BRIEF DESCRIPTION OF THE DRAWINGS

[0011] Reference is now made to the drawings which illustrate the best known mode of carrying out the invention and wherein the same reference numerals indicate the same or similar parts throughout the several views.

[0012] FIG. 1 is a schematic side depiction of a round baler.

[0013] FIG. 2 is a schematic view, partly in longitudinal section through a roller constructed in accordance with one embodiment.

[0014] FIG. 3 is a schematic view, partly in longitudinal section through a roller constructed in accordance with another embodiment.

[0015] FIG. 4 is a partial view of a casing for the roller shown in FIG. 2.

DETAILED DESCRIPTION

[0016] As shown in FIG. 1, a round baler 1 used for stalky agricultural crops has a bale chamber bound by driven pressure rollers 2 which are arranged generally in the form of a circle. A rear half portion 4 of two half-housings 3 and 4 can be pivoted out by a hydraulic cylinder 5 for the purposes of emptying the bale chamber. Each pressure roller 2 is in the form of a hollow metal cylinder, which has a wall casing 2′ shown in FIGS. 2-4. The wall casing 2′ of the hollow cylinder may be a tube or a curved metal sheet whose edges are connected together to form a tube. The wall casing 2′ also may be constructed from several shell elements. A plurality of tightly fitting, mutually spaced, pressed-out support plates 6 are inserted into the interior of the roller 2. The support plates 6 are formed into groups A-D (FIG. 2) and are centralized and held in non-rotational manner on axle sections 7-10. In the FIG. 2 embodiment, axle sections 7 and 10 are conveniently stub shaft sections; while axle sections 8 and 9 are tubular sections. Only the support plates 6 in the groups A and D are connected at their peripheries in non-rotational manner to the roller casing 2′ by means of weldments 11. Stresses in the region between the groups of support plates B and C and the roller casing 2′ are thereby avoided, notwithstanding rotational and flexural loads. At their outer parts, the axle sections 7 and 10 have formed hubs 7′ and 10′ for drive and mounting connections. Also, the axle sections 7 and 10 enclose the axle sections 8 and 9 with virtually no spacing (i.e. like a force fit), although there is no rotational connection therewith, thus preventing these sections 8 and 9 and the appertaining groups of support plates B and C from being axially displaced.

§ Record list
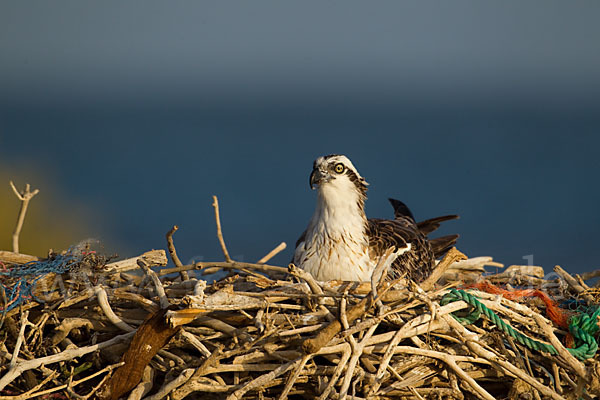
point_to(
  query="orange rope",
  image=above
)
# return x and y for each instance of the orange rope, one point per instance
(559, 316)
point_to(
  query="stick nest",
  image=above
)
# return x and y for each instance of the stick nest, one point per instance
(130, 330)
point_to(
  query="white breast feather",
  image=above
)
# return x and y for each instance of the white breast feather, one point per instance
(335, 245)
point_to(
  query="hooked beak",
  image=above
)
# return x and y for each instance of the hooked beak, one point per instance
(317, 177)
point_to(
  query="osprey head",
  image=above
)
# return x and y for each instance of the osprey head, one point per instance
(336, 171)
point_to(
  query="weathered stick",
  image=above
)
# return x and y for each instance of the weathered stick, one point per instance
(23, 366)
(219, 231)
(173, 253)
(25, 197)
(160, 290)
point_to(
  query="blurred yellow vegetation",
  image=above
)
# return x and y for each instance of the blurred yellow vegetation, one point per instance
(52, 221)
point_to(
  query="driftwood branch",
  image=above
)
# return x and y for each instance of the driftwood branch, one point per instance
(25, 197)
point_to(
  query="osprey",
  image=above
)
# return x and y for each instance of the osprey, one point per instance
(341, 243)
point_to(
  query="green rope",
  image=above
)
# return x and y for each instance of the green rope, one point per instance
(582, 326)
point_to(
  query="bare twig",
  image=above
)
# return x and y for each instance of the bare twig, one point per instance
(280, 247)
(20, 339)
(173, 253)
(219, 231)
(572, 282)
(450, 258)
(25, 197)
(160, 290)
(23, 366)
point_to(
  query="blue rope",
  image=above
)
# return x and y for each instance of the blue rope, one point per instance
(26, 276)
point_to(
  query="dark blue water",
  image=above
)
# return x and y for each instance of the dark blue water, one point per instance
(525, 182)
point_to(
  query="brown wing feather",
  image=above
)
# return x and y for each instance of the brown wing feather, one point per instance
(416, 263)
(430, 225)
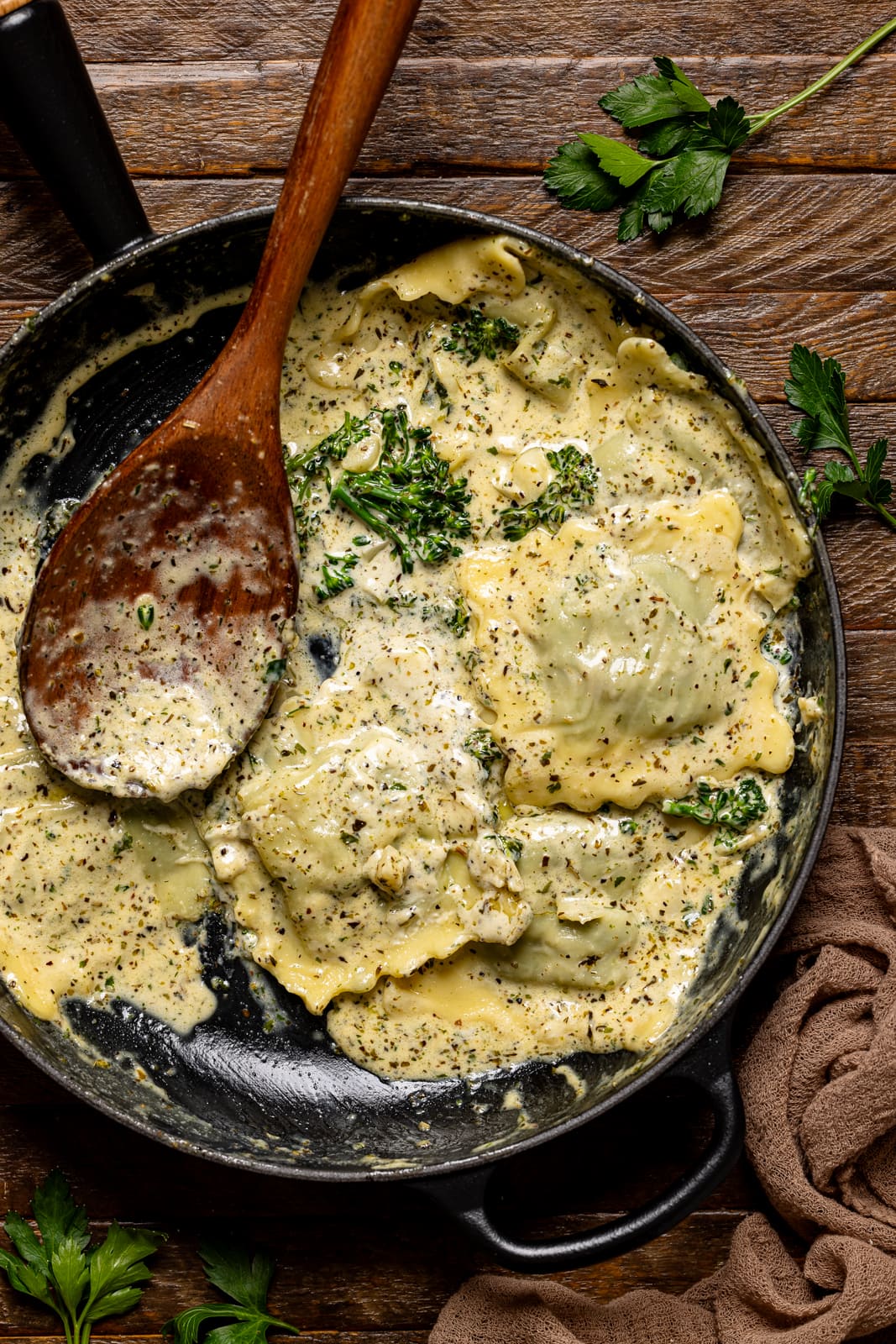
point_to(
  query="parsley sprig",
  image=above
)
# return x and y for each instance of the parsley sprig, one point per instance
(817, 387)
(684, 150)
(81, 1283)
(242, 1276)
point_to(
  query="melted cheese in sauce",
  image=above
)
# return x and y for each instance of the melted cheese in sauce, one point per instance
(454, 914)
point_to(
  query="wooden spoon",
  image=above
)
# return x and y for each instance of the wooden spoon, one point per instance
(156, 631)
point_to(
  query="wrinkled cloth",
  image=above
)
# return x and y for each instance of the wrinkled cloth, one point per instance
(819, 1082)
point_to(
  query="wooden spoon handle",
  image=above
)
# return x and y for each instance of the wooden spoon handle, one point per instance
(360, 55)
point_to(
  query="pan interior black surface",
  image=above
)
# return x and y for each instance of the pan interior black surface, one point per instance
(259, 1082)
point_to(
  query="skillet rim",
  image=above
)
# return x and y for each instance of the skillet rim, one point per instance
(727, 385)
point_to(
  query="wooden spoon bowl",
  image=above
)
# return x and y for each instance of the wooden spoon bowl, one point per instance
(157, 627)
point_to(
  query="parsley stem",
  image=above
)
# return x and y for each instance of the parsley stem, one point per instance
(761, 120)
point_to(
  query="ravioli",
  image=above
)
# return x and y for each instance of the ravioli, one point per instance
(621, 656)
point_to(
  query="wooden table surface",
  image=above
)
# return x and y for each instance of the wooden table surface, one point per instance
(204, 100)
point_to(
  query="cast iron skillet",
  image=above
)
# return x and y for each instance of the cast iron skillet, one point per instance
(284, 1101)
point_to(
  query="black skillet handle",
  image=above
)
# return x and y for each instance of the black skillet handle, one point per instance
(47, 101)
(708, 1066)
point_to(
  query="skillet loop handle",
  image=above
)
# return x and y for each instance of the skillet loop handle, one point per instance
(51, 108)
(708, 1068)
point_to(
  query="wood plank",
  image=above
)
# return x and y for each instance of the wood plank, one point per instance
(866, 795)
(375, 1274)
(871, 660)
(238, 118)
(773, 233)
(130, 31)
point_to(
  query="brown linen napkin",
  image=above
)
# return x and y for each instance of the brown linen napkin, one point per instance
(819, 1084)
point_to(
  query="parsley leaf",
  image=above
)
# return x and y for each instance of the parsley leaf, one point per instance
(618, 160)
(817, 387)
(577, 176)
(684, 147)
(246, 1280)
(82, 1284)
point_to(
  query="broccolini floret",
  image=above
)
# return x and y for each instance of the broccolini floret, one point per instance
(731, 810)
(474, 336)
(410, 497)
(573, 487)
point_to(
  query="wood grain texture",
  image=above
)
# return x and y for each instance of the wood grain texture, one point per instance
(249, 30)
(754, 333)
(238, 118)
(772, 234)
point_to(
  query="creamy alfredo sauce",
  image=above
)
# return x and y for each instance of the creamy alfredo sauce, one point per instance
(448, 833)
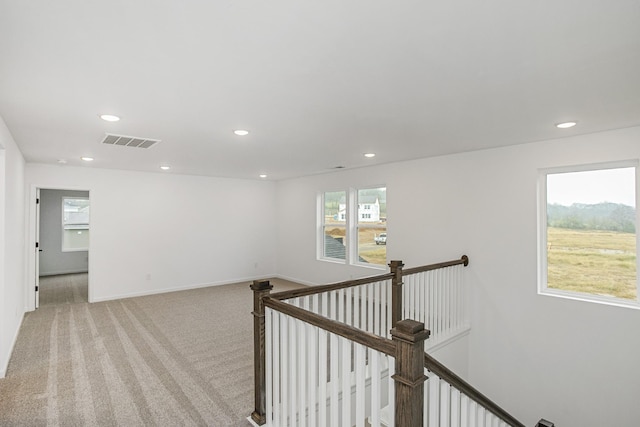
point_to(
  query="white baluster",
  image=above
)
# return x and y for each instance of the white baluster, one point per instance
(345, 366)
(277, 405)
(322, 378)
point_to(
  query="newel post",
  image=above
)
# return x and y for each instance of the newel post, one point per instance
(396, 291)
(409, 378)
(260, 289)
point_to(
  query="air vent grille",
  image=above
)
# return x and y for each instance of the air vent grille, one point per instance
(129, 141)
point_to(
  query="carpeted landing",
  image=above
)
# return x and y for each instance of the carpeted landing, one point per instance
(182, 358)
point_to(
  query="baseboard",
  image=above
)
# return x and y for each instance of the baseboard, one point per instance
(3, 369)
(293, 279)
(181, 288)
(59, 273)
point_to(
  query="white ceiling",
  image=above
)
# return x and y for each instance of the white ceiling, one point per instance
(317, 83)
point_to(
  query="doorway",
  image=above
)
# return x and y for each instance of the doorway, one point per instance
(62, 246)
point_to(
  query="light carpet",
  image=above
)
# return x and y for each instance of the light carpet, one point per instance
(182, 358)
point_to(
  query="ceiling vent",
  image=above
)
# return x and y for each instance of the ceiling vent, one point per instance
(129, 141)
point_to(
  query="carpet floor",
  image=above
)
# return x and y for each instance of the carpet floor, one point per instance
(181, 358)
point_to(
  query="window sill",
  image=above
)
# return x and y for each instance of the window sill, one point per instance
(616, 302)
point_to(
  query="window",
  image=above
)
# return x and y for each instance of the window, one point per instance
(371, 228)
(347, 232)
(334, 225)
(588, 241)
(75, 224)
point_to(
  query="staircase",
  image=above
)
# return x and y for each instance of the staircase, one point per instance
(354, 353)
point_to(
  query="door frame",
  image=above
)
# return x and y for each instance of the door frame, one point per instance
(33, 230)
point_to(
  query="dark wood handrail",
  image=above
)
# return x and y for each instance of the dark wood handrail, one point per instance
(388, 347)
(446, 374)
(294, 293)
(464, 261)
(365, 280)
(367, 339)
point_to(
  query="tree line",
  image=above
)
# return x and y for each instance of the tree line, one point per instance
(601, 216)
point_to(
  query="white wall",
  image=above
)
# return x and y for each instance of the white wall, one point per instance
(52, 259)
(12, 246)
(572, 362)
(155, 232)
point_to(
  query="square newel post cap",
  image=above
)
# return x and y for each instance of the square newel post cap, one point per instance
(395, 264)
(261, 285)
(410, 331)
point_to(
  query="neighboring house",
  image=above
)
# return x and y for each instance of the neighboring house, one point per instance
(368, 209)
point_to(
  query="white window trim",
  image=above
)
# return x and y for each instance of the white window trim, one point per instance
(320, 230)
(351, 228)
(63, 249)
(542, 235)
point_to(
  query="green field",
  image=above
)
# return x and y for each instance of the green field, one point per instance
(593, 262)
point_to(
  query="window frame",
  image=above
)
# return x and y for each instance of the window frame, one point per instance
(321, 224)
(63, 224)
(352, 255)
(542, 230)
(355, 254)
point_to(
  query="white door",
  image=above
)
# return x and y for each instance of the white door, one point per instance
(37, 257)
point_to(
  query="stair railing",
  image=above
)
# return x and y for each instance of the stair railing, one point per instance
(324, 372)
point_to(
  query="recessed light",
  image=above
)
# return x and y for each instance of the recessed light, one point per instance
(109, 117)
(566, 125)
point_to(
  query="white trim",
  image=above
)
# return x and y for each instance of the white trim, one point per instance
(30, 301)
(542, 234)
(181, 288)
(3, 369)
(61, 272)
(598, 299)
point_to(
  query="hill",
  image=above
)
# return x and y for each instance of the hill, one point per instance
(601, 216)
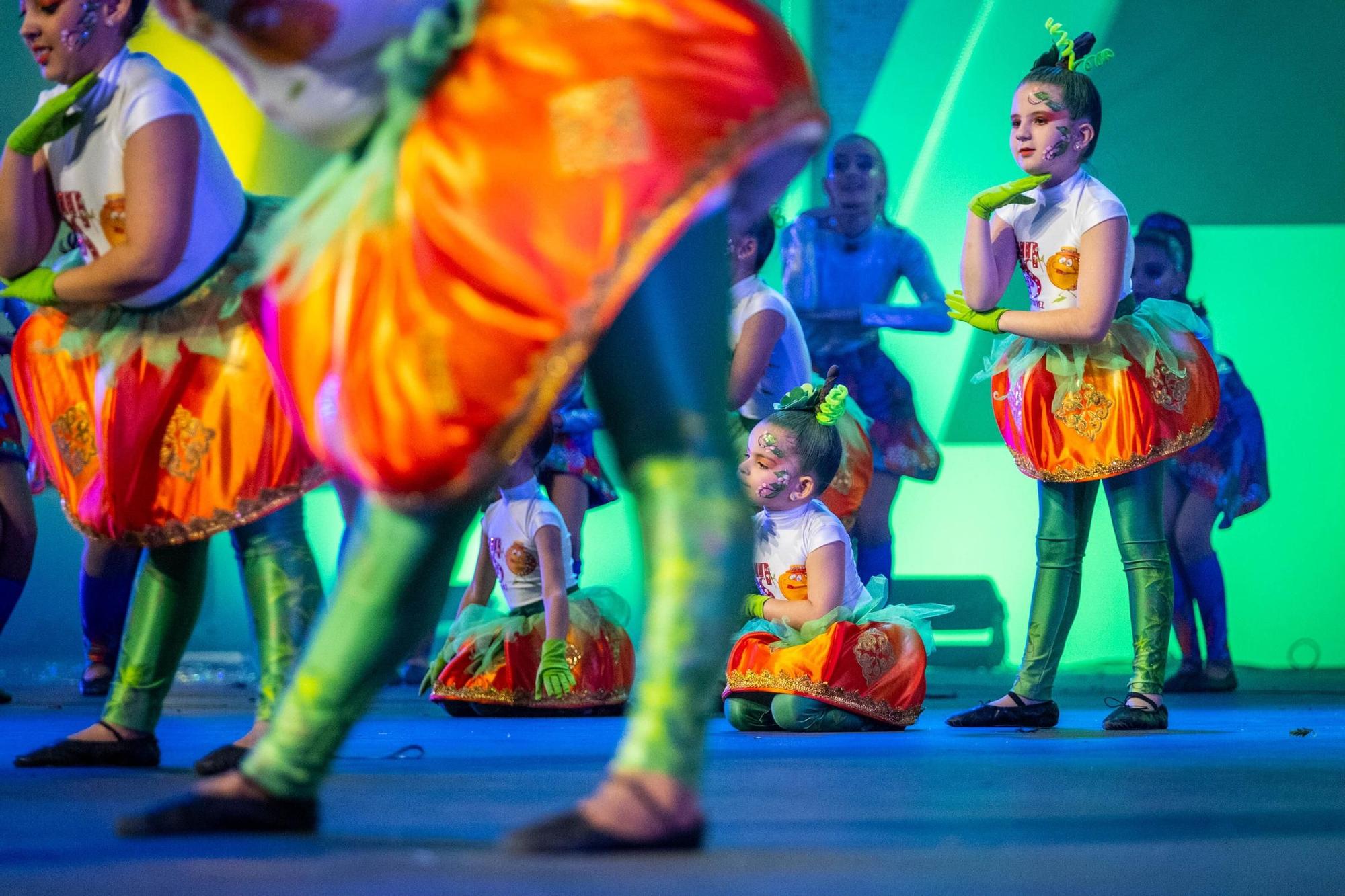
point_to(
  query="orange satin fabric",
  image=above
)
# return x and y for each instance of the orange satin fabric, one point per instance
(562, 154)
(151, 458)
(603, 669)
(875, 669)
(1120, 420)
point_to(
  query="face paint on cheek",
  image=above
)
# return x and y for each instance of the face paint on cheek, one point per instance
(83, 33)
(775, 489)
(769, 442)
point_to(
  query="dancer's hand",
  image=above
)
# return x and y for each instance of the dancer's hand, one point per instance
(52, 120)
(432, 673)
(754, 603)
(38, 287)
(960, 310)
(1007, 194)
(553, 674)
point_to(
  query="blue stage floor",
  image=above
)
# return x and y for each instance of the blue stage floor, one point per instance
(1227, 801)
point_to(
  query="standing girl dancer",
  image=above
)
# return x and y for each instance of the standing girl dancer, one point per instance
(18, 517)
(572, 170)
(143, 378)
(1087, 388)
(841, 266)
(1226, 474)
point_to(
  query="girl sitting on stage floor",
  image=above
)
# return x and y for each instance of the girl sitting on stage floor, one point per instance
(821, 653)
(558, 647)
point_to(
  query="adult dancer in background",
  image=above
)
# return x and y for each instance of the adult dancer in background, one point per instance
(1217, 481)
(841, 267)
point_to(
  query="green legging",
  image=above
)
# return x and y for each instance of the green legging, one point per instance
(1136, 501)
(661, 378)
(280, 580)
(793, 713)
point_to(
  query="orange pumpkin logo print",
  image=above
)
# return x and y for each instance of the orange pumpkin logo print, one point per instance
(520, 560)
(1063, 268)
(794, 583)
(114, 218)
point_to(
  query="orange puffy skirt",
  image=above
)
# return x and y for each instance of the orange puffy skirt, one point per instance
(558, 158)
(1074, 413)
(493, 658)
(871, 661)
(162, 425)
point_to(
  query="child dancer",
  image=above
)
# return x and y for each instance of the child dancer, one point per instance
(1226, 474)
(771, 357)
(18, 518)
(571, 471)
(558, 647)
(822, 653)
(572, 170)
(142, 376)
(1086, 388)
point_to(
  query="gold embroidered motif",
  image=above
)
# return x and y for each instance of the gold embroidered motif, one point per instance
(186, 443)
(599, 127)
(827, 693)
(1085, 411)
(875, 654)
(1169, 388)
(73, 431)
(1117, 467)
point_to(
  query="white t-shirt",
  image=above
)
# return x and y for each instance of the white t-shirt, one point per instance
(510, 526)
(87, 170)
(1050, 233)
(310, 68)
(783, 544)
(790, 365)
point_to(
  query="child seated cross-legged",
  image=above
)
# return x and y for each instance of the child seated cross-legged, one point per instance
(556, 649)
(822, 653)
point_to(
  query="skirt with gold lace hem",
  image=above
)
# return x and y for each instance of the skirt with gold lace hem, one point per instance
(163, 425)
(558, 158)
(493, 655)
(1075, 413)
(870, 659)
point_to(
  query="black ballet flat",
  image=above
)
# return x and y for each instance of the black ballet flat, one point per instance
(139, 752)
(201, 814)
(1023, 715)
(220, 760)
(572, 833)
(1136, 719)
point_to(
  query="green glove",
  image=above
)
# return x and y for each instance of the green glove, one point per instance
(960, 310)
(432, 674)
(553, 674)
(38, 287)
(754, 603)
(50, 122)
(1007, 194)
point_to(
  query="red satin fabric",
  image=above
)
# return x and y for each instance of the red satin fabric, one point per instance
(563, 153)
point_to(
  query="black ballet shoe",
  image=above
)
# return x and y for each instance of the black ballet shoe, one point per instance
(1133, 717)
(1219, 677)
(96, 686)
(202, 814)
(135, 752)
(1023, 715)
(220, 760)
(574, 833)
(1187, 680)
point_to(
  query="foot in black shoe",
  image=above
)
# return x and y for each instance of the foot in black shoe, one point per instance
(572, 833)
(201, 814)
(99, 684)
(1022, 715)
(1137, 719)
(220, 760)
(126, 752)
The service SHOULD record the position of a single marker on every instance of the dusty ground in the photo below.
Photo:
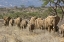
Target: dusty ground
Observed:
(14, 34)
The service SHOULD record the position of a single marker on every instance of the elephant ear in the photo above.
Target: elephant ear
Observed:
(9, 18)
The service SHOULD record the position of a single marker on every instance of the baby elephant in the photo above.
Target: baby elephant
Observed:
(11, 22)
(24, 24)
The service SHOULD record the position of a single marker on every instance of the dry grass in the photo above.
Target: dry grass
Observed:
(14, 34)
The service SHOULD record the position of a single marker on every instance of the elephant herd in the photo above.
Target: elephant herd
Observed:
(49, 23)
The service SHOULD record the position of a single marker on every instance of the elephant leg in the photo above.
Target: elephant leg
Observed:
(63, 33)
(49, 29)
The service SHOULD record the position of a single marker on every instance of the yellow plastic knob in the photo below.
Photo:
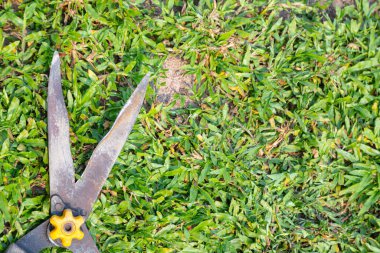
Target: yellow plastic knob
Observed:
(66, 227)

§ Job 1
Reproduce the round baler passage from "BRIEF DESCRIPTION OF" to "shown in FIG. 2.".
§ Job 2
Return each line of the records that contains the word "stage".
The round baler passage and the records are unrelated material.

§ Result 1
BRIEF DESCRIPTION OF THE DRAWINGS

[0011] Reference is now made to the drawings which illustrate the best known mode of carrying out the invention and wherein the same reference numerals indicate the same or similar parts throughout the several views.

[0012] FIG. 1 is a schematic side depiction of a round baler.

[0013] FIG. 2 is a schematic view, partly in longitudinal section through a roller constructed in accordance with one embodiment.

[0014] FIG. 3 is a schematic view, partly in longitudinal section through a roller constructed in accordance with another embodiment.

[0015] FIG. 4 is a partial view of a casing for the roller shown in FIG. 2.

§ Result 2
  query="blue stage floor",
# return x and y for each instance of the blue stage floor, one point per instance
  query="girl sitting on stage floor",
# return x and y for each instance of the girl sitting on stage floor, one point per instance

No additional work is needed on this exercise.